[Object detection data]
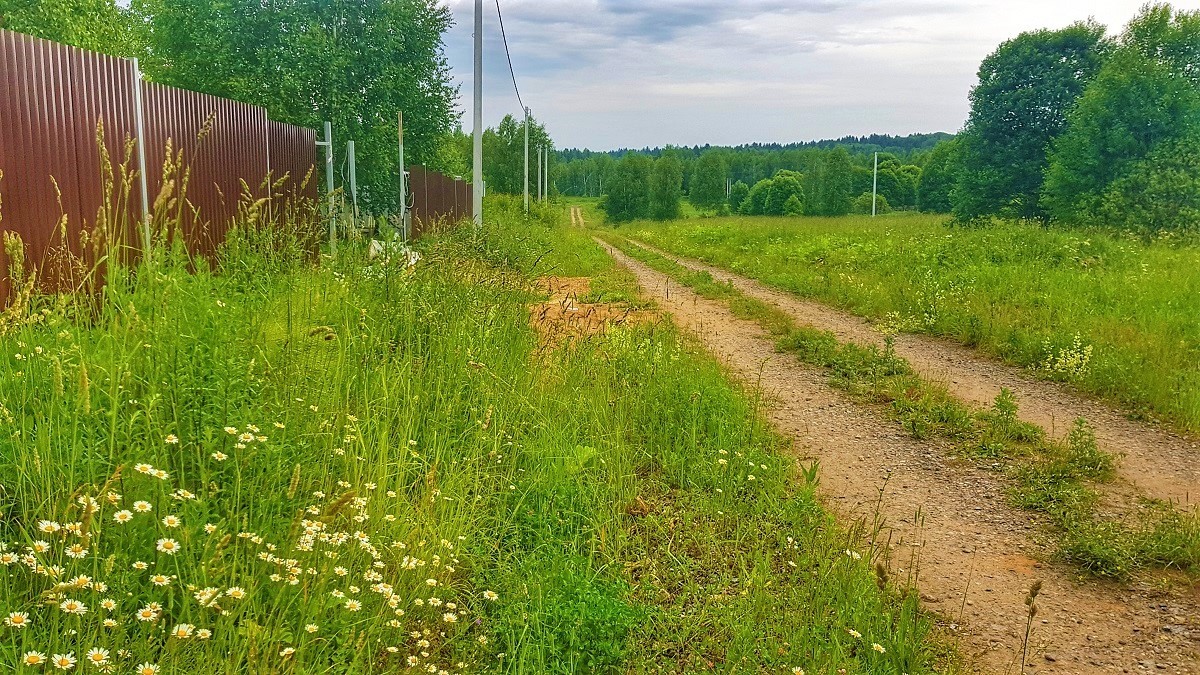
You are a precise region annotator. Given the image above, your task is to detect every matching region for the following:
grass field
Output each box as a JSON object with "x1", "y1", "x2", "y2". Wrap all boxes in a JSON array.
[
  {"x1": 0, "y1": 196, "x2": 953, "y2": 674},
  {"x1": 609, "y1": 208, "x2": 1200, "y2": 432}
]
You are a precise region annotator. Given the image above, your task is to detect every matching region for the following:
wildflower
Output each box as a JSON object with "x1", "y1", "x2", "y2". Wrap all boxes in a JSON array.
[
  {"x1": 86, "y1": 647, "x2": 108, "y2": 665},
  {"x1": 59, "y1": 598, "x2": 88, "y2": 615}
]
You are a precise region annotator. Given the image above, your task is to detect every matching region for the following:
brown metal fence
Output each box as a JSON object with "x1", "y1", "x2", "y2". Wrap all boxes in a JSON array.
[
  {"x1": 408, "y1": 167, "x2": 470, "y2": 238},
  {"x1": 0, "y1": 29, "x2": 317, "y2": 306}
]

▸ **Given task**
Rewrite every line of the records above as a JSON list of strings, one string per line, with blank lines and the pictures left out.

▸ **Finished answer**
[
  "You are a precise region annotator. Given the image above, your task is to detect every matching region for the following:",
  "grass field",
  "Output each box as a JSON object with \"x1\", \"y1\", \"x2\", \"y2\". Wrap all boxes in a JSON array.",
  "[",
  "  {\"x1\": 0, \"y1\": 196, \"x2\": 953, \"y2\": 674},",
  "  {\"x1\": 609, \"y1\": 208, \"x2\": 1200, \"y2\": 432}",
  "]",
  "You are a precise region annotator. Given the image above, your task is to detect every matching region for the following:",
  "wildflower",
  "Output each box as a JSON object with \"x1\", \"y1\", \"x2\", \"y2\". Wrap all boxes in a JSON array.",
  "[",
  "  {\"x1\": 86, \"y1\": 647, \"x2\": 108, \"y2\": 665},",
  "  {\"x1\": 59, \"y1\": 598, \"x2\": 88, \"y2\": 615}",
  "]",
  "You are a precise region annotator. Given the image above, your task is to detect every matching region for the following:",
  "brown metal fence",
  "Output each box as a JSON object with \"x1\", \"y1\", \"x2\", \"y2\". Wrap all boxes in a JSON array.",
  "[",
  "  {\"x1\": 408, \"y1\": 167, \"x2\": 470, \"y2\": 238},",
  "  {\"x1\": 0, \"y1\": 29, \"x2\": 317, \"y2\": 306}",
  "]"
]